Supplied passage.

--- --- ---

The commission noted that Europe was nowhere near a recession itself, but warned that an actual recession in the United States – along with a weak dollar and soaring commodity prices – would combine to hurt exports out of the Eurozone.
"The negative impact on euro-area exports is likely to be larger in the future than it has been in the recent past, due to the usual lags in the reaction of trade to exchange rate developments and cooling global growth," the commission concluded.
Just last week, for instance, Airbus S.A.S., the world’s largest commercial aircraft manufacturer, was forced to raise the price of several of its jetliners, including its A380 super jumbo. The chief culprits: The falling U.S. dollar and higher expenses for such key commodities as steel and aluminum.
Still, the commission remains more concerned with inflation, which it considers "the main problem that we have to face in the short term." According to the commission, inflation will climb to 3.2% this year, more than it previously forecast and well outside the group’s comfort zone of just under 2%. Inflation is expected to throttle back to the 2.2% level late in 2009.
According to the EC, nominal compensation per employee grew an average of 2.5% per year in the euro area over the past decade. By keeping inflation below 2%, the group wanted to ensure that some room was left for increases in real income.
"However, the recent sharp rises in food and energy prices have depressed households' purchasing power and consumer spending in the last quarter of 2007 and are expected to continue to do so during most of 2008," the commission said.
An Uphill Battle for the ECB
The European Central Bank (ECB) has remained hawkish on inflation, holding its benchmark interest rate steady at 4.0% – despite an aggressive string of rate cuts that has left the U.S. Federal Funds Rate at 2.25%, and an expectation that American central bank policymakers. But so far, the ECB’s high-interest-rate policy seems to have had little effect on soaring prices.

--- --- ---

Exercise directions.
Rewrite the passage on the Eurozone economic outlook from "Just last week, for" up to and including "steel and aluminum.", substituting "airliners" for "jetliners".

--- --- ---

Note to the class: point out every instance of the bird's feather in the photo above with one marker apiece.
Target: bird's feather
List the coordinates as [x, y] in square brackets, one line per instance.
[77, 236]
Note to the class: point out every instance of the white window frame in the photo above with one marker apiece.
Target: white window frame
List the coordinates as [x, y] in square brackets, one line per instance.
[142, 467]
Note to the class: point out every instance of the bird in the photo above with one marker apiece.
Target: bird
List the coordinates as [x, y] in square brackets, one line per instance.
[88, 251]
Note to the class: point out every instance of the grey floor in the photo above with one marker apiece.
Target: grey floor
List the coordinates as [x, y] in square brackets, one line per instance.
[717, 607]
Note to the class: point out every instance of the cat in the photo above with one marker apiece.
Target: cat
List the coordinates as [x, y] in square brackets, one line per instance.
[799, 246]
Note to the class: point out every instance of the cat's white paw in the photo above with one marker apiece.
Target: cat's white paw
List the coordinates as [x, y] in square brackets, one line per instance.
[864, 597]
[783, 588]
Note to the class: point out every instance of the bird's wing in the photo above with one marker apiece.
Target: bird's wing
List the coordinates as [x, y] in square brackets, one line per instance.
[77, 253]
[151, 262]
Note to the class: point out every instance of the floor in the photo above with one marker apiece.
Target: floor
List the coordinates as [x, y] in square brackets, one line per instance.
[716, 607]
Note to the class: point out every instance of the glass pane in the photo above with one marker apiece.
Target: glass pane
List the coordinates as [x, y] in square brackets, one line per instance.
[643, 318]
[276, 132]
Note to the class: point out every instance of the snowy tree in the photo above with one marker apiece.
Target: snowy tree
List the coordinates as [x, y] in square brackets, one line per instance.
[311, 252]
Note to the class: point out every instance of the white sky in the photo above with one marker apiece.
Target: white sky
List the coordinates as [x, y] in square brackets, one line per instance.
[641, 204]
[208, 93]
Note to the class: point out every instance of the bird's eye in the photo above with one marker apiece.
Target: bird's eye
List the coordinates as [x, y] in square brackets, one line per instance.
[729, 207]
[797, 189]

--- --- ---

Task response.
Just last week, for instance, Airbus S.A.S., the world’s largest commercial aircraft manufacturer, was forced to raise the price of several of its airliners, including its A380 super jumbo. The chief culprits: The falling U.S. dollar and higher expenses for such key commodities as steel and aluminum.